- _Objective_:
Each entry below is to be extracted exactly.
Begin
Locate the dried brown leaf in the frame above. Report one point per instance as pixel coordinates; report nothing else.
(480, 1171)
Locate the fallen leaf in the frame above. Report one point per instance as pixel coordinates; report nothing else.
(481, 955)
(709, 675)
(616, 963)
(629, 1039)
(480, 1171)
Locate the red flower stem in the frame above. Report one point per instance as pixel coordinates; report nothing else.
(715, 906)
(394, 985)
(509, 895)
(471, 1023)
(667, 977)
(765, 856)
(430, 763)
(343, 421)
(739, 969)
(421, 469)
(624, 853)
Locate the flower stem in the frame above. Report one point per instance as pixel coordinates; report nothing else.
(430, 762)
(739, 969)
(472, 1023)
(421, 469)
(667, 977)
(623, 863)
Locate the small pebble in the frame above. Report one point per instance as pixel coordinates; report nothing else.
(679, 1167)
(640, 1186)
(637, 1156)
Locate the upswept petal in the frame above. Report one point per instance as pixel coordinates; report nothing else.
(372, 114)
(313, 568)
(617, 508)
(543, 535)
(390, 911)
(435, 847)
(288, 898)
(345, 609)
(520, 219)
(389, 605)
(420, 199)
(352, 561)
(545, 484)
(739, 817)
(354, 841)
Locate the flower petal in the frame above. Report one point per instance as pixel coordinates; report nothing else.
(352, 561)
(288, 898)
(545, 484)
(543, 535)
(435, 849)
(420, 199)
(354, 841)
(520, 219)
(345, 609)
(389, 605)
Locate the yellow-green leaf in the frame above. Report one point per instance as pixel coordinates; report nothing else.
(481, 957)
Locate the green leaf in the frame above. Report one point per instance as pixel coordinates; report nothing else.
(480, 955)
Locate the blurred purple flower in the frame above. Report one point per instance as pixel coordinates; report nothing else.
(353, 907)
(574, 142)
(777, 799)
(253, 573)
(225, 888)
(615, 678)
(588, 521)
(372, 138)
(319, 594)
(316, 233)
End
- _Solution for this problem_:
Locate the dried brown leaf in the frame above. Report one point per instance as pixel coordinates; report nothing else.
(480, 1171)
Locate the fallen leaf in the frame above. Report one point per instance as pixel coordinates; report nothing else.
(481, 955)
(709, 675)
(616, 963)
(629, 1039)
(480, 1171)
Locate the red flower stem in the frame above. Report one point per instance as pixel coordinates; report nothing else.
(715, 906)
(394, 985)
(509, 895)
(471, 1023)
(667, 977)
(765, 856)
(430, 763)
(343, 421)
(739, 969)
(421, 469)
(624, 853)
Locate the flower stem in the frame above. Report one point per instance as pixel coordinates; report nothing else.
(430, 762)
(739, 969)
(472, 1023)
(421, 469)
(667, 977)
(623, 863)
Locate the small pebble in the frame above. Report one point per instance as pixel coordinates; report nothing else.
(679, 1167)
(640, 1186)
(637, 1156)
Locate the upswept petal in the frame above. Report one point per instance as pixel coordinates; report nothing else.
(372, 114)
(313, 568)
(617, 508)
(543, 535)
(390, 911)
(435, 847)
(288, 898)
(345, 609)
(520, 219)
(389, 605)
(420, 199)
(352, 561)
(545, 484)
(739, 817)
(354, 841)
Locate the flower petal in the frame above. Report one point per instance as pixel coordinates; report nothing else.
(352, 561)
(288, 898)
(545, 484)
(543, 535)
(435, 849)
(420, 199)
(354, 841)
(520, 219)
(345, 609)
(389, 605)
Locate the yellow-green leaf in the frame above. Report one point per instance as pixel coordinates; report nothing else.
(481, 957)
Locate the green leaf in the frame above. Report one point per instance as pixel coordinates; report nothing else.
(480, 955)
Locate the blurred purple flower in the frame above. Report one point per instance as pixel coordinates; report nothing else.
(353, 907)
(574, 142)
(777, 799)
(253, 573)
(225, 888)
(615, 678)
(588, 521)
(372, 138)
(319, 594)
(316, 233)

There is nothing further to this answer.